■ Instructions for the task: Output all of the data below without changing a word, and exclude the pictures.
::::::
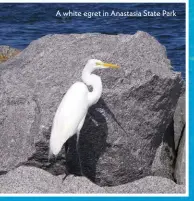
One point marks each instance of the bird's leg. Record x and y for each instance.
(77, 148)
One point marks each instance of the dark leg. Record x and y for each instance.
(77, 148)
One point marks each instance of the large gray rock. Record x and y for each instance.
(180, 166)
(148, 185)
(122, 132)
(29, 180)
(163, 164)
(25, 180)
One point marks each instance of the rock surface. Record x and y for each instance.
(33, 180)
(149, 184)
(29, 180)
(179, 120)
(180, 166)
(7, 52)
(122, 132)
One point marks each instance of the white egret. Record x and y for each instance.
(71, 113)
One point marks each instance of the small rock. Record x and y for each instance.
(7, 52)
(80, 185)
::::::
■ Your solution:
One point marks each instance of the bird's leg. Record x and y for each instance.
(77, 148)
One point marks each instance of the dark leg. Record x and y for each instance.
(77, 148)
One point marks each instance of the large gray rock. Record x and y for each instance.
(180, 166)
(148, 185)
(122, 132)
(29, 180)
(163, 164)
(25, 180)
One point marks each instance of the rock surface. Record x and y for each instance.
(33, 180)
(149, 184)
(29, 180)
(179, 120)
(180, 166)
(7, 52)
(122, 132)
One point marks each instance of the white egret. Record x and y for each instance.
(71, 113)
One point marks each instance of the small rock. Record x and y for each instance.
(7, 52)
(80, 185)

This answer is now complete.